**Exercise inputs:**

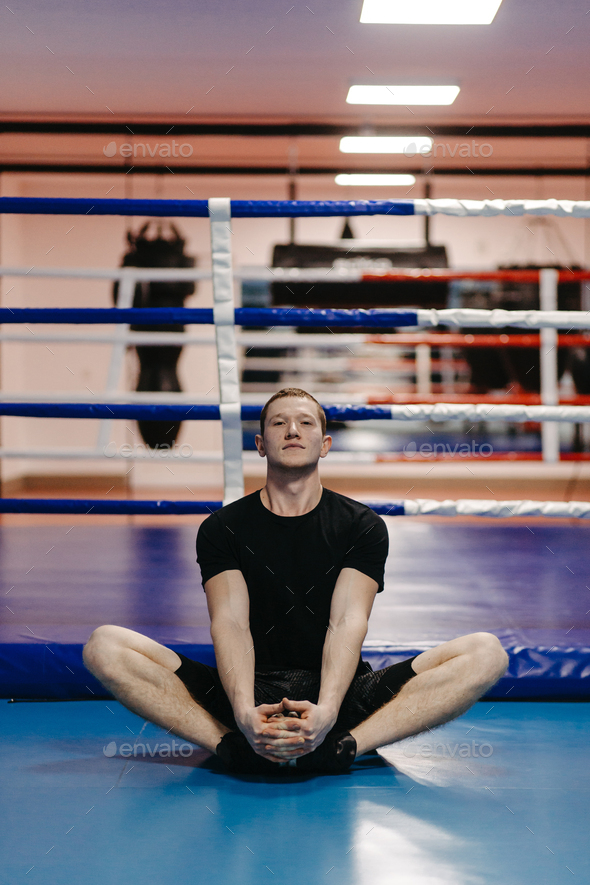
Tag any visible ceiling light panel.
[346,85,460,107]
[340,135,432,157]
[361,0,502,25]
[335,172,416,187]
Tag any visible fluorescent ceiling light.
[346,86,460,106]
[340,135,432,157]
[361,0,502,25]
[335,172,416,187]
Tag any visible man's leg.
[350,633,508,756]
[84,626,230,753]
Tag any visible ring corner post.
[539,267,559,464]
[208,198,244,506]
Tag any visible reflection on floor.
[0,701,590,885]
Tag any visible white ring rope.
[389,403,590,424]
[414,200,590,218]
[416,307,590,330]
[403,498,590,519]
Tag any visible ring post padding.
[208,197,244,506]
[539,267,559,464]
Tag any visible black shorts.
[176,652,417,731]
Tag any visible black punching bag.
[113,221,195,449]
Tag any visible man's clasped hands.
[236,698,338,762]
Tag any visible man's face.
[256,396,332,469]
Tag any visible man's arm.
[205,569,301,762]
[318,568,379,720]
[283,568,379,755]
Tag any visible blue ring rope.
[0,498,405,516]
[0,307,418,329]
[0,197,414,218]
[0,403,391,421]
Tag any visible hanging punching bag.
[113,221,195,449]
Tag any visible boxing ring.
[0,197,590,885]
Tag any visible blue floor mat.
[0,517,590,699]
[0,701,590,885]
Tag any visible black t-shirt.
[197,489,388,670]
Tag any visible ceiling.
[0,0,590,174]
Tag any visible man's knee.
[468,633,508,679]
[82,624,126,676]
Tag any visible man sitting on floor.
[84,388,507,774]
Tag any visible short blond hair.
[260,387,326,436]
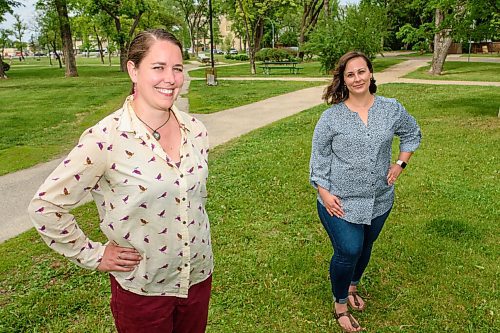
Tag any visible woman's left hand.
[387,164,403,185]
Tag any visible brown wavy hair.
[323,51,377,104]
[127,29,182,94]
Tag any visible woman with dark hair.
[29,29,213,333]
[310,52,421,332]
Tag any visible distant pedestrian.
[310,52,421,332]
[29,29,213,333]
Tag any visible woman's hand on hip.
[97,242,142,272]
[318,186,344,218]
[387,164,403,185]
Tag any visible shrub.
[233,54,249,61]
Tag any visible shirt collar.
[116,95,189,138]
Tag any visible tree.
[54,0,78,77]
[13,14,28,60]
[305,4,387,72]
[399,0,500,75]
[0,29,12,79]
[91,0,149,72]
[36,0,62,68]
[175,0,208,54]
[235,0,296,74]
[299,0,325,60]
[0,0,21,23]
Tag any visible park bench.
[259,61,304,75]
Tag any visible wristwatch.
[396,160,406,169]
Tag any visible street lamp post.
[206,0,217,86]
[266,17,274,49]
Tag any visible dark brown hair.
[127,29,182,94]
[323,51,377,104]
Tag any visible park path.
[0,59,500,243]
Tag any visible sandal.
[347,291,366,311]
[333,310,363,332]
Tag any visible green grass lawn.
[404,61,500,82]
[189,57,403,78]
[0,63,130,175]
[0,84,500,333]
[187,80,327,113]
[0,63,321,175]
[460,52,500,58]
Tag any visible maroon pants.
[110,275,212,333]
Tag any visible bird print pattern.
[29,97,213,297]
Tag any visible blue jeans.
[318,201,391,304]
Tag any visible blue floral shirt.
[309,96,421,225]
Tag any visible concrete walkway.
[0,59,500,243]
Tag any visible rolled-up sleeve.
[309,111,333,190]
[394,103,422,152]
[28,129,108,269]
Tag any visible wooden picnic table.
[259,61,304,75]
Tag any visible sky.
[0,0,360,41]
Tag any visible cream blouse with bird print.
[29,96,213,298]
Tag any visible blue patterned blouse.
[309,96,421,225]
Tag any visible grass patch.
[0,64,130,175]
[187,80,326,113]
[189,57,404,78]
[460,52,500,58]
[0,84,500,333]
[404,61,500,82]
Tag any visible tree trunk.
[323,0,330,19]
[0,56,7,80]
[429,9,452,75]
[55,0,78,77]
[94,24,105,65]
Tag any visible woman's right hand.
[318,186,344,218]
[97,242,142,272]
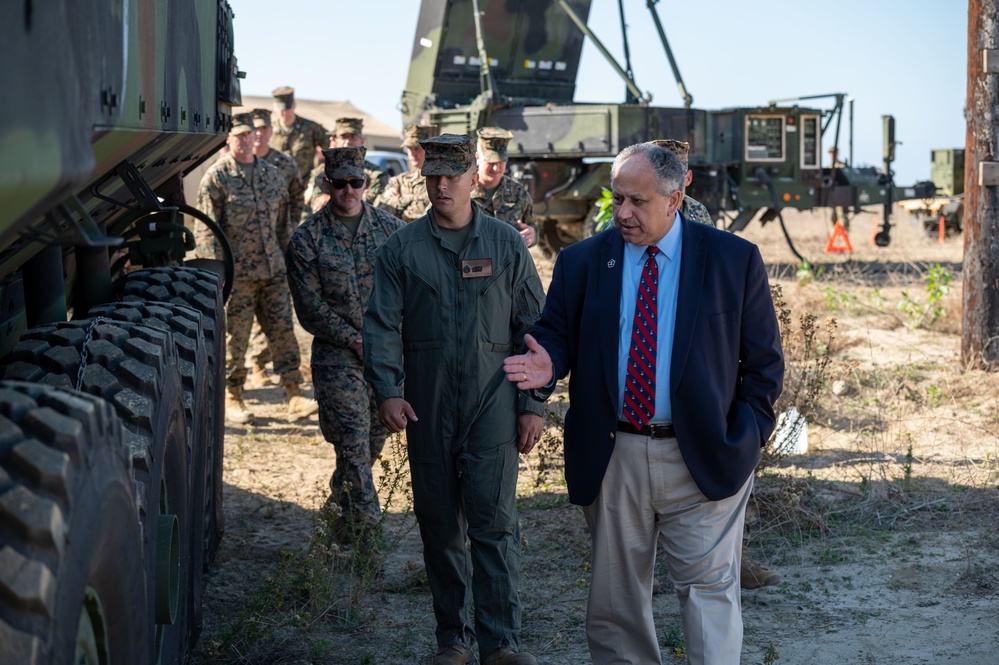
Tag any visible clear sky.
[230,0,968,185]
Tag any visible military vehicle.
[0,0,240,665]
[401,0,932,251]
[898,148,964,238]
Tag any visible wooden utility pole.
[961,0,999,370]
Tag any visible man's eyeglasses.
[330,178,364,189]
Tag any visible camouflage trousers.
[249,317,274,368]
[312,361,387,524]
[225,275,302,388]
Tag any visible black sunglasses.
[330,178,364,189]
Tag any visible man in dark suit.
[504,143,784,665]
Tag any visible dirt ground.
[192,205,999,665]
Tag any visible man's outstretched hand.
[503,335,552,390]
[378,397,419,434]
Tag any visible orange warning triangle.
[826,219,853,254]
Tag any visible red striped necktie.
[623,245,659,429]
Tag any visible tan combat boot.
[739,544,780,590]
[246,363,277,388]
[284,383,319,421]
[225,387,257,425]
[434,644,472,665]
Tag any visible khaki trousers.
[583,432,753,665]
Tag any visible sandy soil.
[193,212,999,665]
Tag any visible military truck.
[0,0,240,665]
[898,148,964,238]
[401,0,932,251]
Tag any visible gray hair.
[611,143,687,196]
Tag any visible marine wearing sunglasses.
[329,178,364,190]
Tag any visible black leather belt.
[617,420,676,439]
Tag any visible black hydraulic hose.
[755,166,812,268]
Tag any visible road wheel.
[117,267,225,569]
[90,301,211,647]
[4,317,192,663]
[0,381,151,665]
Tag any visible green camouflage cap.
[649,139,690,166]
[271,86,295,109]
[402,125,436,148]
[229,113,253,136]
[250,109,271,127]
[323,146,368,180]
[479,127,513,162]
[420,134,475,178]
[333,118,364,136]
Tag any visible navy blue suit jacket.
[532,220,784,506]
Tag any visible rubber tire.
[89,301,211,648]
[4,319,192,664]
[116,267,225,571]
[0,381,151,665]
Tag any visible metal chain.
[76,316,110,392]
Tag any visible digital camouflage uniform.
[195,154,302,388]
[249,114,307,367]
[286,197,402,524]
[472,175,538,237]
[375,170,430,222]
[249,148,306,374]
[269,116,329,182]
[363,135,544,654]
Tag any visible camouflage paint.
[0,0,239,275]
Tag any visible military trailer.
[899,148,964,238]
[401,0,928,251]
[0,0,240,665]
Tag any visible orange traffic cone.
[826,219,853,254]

---

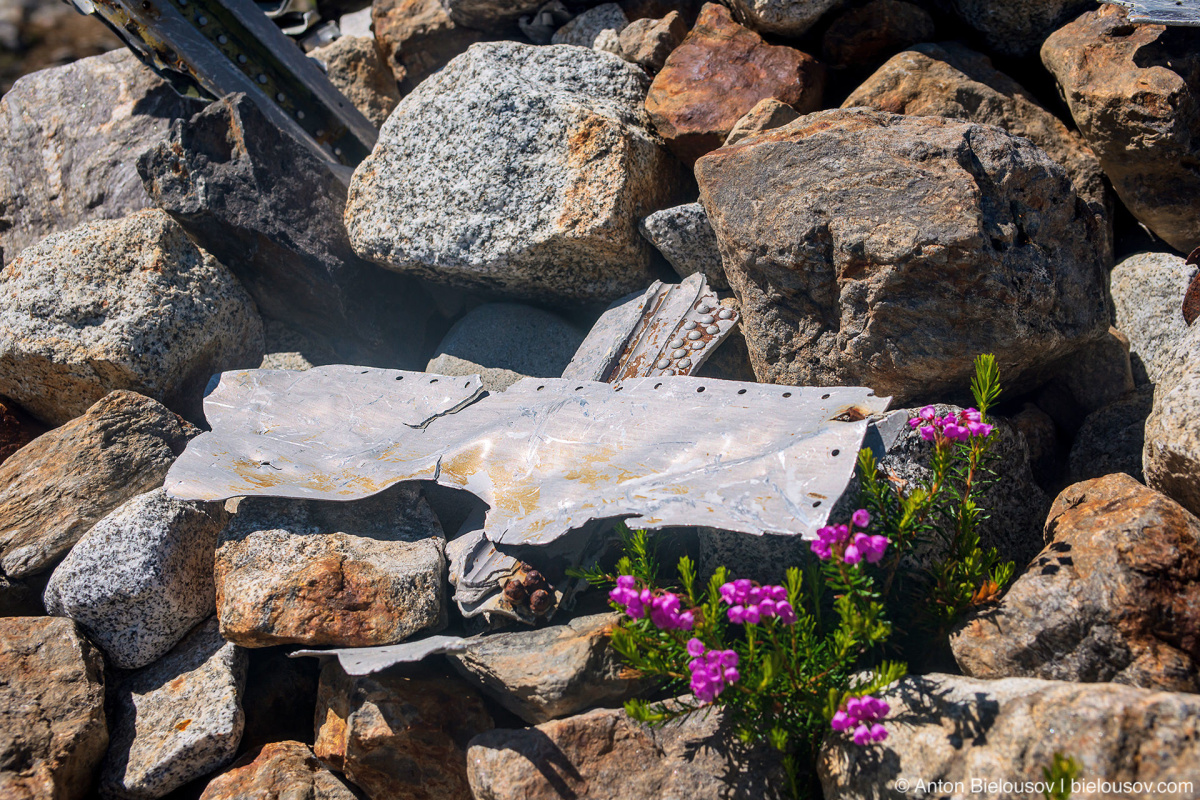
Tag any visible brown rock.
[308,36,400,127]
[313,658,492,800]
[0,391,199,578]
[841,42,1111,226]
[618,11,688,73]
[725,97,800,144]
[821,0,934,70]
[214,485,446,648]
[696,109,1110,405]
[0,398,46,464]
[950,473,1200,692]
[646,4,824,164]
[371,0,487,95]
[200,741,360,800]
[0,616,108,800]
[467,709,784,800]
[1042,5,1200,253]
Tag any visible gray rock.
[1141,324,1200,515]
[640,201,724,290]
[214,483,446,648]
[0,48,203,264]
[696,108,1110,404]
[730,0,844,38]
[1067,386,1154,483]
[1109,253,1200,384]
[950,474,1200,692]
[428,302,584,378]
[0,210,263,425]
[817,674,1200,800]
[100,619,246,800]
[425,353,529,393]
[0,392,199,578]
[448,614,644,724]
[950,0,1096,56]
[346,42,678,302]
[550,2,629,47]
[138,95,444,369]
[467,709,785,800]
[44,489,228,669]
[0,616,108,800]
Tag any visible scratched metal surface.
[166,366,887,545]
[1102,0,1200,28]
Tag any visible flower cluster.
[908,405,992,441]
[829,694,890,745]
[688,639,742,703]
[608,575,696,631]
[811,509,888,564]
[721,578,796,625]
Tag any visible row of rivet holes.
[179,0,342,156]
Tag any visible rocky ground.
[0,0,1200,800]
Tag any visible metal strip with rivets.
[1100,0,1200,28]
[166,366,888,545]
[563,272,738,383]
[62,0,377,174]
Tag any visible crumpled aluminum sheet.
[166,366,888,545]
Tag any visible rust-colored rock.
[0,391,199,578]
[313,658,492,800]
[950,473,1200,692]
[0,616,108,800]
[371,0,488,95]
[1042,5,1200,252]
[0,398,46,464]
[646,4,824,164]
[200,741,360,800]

**Exercise description:** Reproduce every line of the records from the line with "Tag any visible wooden utility pole." through the line with "[611,143,687,196]", both included, raising each bounding-box coordinate by 88 and leaving all other text unchanged.

**Output of the task:**
Tag any visible wooden utility pole.
[1049,88,1087,458]
Tag any visible man's eyeglasses.
[418,266,452,277]
Tag any visible camouflage trousers.
[337,405,362,456]
[400,449,475,612]
[313,363,390,476]
Tag any visible black sunglasses.
[418,266,452,277]
Tag any visible man in dark suit.
[592,231,872,753]
Tag any visible dirt ground.
[280,293,1087,753]
Tag any visible man's outstretched hand.
[591,423,640,478]
[466,485,507,522]
Tag any visible orange warning triangle.
[914,307,941,342]
Tag any visible red striped necktie.
[711,333,747,517]
Tag any visible tan combat boot.
[827,632,868,678]
[334,451,365,476]
[372,471,407,509]
[313,475,345,513]
[522,732,560,753]
Tag any visible khaki trousers.
[671,520,841,753]
Tag any visible sandy soil.
[281,300,1087,753]
Tag any visible military truck.
[88,88,328,753]
[986,236,1052,326]
[489,88,1020,339]
Tag any visible gray hair.
[699,231,775,284]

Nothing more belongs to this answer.